━━━━━ DATA RECORDS
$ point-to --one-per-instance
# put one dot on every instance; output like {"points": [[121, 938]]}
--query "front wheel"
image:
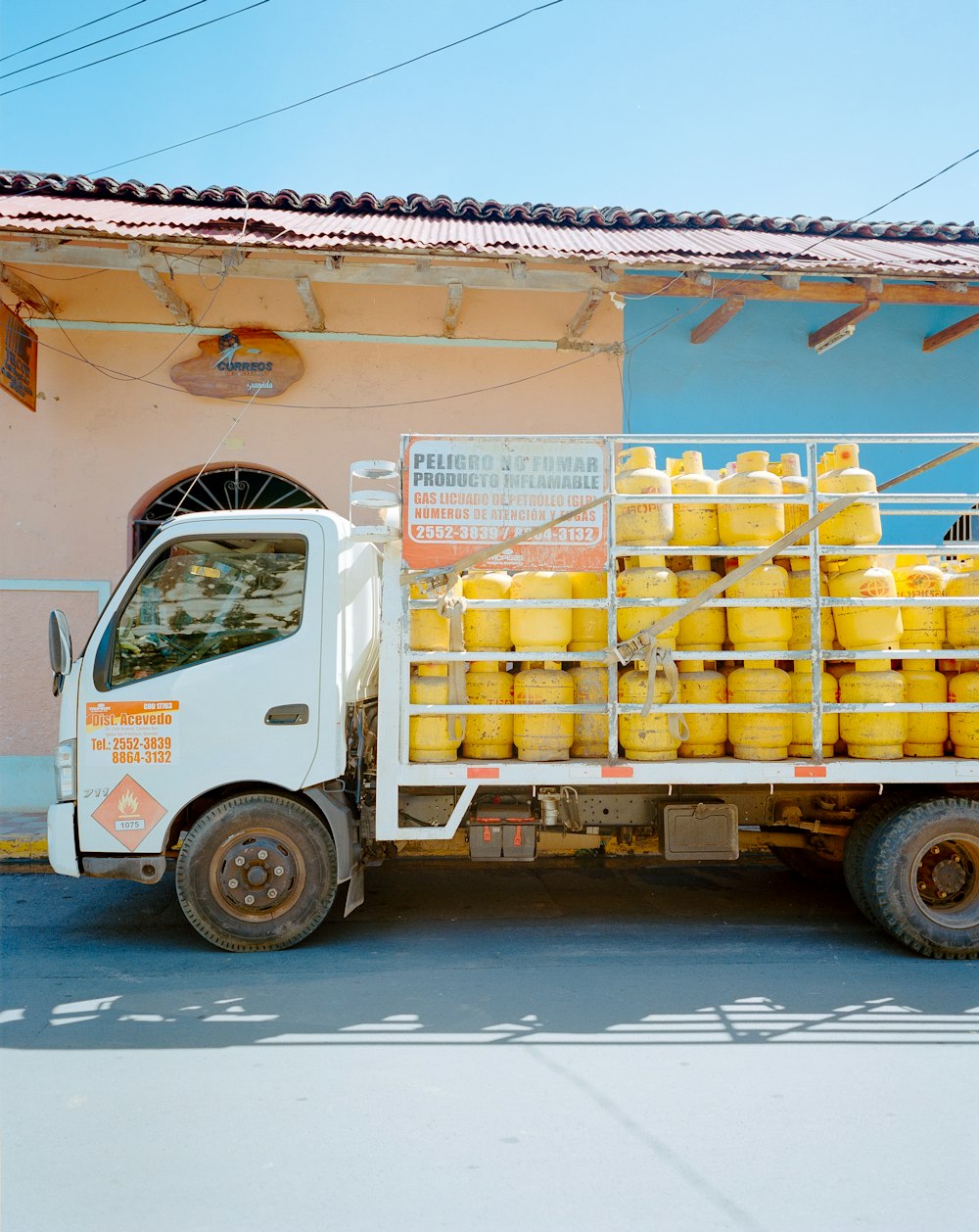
{"points": [[256, 873], [922, 877]]}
━━━━━━━━━━
**EXERCISE REQUIREMENTS:** Swap "wheel" for "tire" in the items above and write the lines out again with nothing else altered. Leave the pictures out.

**RESPONSE TO THIS TASK:**
$ point-to --one-per-instance
# put one dot on every instance; output like {"points": [[121, 938]]}
--query "front tire"
image:
{"points": [[256, 873], [922, 877]]}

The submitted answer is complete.